*Data section*.

------

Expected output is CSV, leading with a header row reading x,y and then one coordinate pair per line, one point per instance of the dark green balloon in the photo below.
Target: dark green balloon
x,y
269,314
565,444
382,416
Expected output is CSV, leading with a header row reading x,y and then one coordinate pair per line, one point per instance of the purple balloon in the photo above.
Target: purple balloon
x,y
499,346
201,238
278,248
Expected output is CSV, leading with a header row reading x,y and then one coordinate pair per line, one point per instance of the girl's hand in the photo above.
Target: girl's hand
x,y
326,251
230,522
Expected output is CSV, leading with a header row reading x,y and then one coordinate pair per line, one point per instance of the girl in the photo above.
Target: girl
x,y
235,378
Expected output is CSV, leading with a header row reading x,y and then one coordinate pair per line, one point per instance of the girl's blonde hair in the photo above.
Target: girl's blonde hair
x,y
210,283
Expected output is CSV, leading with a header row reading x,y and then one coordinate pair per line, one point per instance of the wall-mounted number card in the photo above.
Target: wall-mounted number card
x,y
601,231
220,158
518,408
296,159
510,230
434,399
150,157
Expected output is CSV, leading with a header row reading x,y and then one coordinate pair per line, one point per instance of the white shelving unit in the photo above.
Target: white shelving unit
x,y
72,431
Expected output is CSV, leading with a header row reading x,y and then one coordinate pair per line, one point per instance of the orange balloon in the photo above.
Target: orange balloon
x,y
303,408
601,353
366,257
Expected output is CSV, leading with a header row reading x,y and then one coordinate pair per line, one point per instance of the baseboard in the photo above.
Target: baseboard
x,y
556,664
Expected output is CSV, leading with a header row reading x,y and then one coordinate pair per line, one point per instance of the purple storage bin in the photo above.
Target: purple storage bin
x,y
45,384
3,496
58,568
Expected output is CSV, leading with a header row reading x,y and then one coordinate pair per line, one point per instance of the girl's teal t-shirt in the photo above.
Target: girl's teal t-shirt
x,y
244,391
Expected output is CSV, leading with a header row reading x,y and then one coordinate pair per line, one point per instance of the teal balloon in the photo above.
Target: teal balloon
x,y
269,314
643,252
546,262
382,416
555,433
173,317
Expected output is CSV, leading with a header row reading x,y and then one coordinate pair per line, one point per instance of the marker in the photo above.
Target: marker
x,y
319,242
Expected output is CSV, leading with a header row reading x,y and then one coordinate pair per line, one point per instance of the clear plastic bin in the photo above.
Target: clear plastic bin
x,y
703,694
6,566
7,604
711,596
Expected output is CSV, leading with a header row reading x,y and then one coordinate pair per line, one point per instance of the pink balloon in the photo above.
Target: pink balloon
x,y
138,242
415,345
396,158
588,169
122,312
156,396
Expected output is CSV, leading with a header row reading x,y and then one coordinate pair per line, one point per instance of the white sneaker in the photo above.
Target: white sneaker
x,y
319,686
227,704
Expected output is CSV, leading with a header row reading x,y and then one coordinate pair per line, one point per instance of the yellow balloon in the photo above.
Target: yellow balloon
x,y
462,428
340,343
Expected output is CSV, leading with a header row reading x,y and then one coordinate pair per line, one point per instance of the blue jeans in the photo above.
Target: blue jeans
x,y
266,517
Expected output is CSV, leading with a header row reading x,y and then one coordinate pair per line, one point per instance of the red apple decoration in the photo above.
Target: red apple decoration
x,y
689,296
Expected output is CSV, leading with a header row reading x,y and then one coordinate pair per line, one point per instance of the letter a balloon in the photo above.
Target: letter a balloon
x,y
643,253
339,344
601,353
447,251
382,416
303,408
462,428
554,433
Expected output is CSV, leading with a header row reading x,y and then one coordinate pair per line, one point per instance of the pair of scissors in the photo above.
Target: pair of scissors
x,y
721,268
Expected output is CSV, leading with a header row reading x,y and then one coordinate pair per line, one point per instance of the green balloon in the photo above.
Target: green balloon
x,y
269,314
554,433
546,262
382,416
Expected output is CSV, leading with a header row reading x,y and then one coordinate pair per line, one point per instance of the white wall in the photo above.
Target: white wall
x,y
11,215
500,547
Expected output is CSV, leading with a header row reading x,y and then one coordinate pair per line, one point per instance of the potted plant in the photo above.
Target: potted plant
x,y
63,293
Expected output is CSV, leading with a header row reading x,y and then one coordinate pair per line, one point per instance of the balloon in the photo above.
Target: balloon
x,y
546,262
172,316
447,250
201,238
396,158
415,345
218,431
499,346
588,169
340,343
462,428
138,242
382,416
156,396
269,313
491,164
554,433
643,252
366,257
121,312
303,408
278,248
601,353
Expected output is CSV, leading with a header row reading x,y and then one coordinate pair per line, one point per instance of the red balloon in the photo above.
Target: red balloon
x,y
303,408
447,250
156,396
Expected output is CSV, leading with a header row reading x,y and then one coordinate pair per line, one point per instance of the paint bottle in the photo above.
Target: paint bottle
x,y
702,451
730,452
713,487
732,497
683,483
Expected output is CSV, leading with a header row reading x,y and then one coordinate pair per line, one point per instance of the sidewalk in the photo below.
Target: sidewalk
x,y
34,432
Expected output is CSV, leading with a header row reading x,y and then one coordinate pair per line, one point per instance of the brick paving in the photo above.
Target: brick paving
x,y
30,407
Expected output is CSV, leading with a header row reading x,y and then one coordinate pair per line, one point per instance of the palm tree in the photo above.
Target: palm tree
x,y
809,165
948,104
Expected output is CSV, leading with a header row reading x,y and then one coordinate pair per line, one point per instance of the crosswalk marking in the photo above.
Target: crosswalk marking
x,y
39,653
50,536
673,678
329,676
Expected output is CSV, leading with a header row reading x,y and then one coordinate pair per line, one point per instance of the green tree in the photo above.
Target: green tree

------

*Prompt*.
For each line of the data that includes the word "below", return a copy of it.

*Result*.
Expected output is CSV, leading with a header row reading x,y and then one coordinate pair per line, one point per instance of the dark green balloon in the photo below.
Expected output is CSV, leading with a header row reading x,y and then one coordinate pair per line, one point per instance of the sidewalk in the photo below.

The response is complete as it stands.